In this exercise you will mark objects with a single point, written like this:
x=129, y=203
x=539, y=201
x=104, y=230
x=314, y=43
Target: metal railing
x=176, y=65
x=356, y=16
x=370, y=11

Task directions:
Please repeat the data above verbatim, all of it.

Exercise result:
In this exercise you will mark objects with a single point, written like this:
x=129, y=203
x=539, y=201
x=104, y=230
x=314, y=43
Target: metal railing
x=176, y=65
x=356, y=16
x=370, y=11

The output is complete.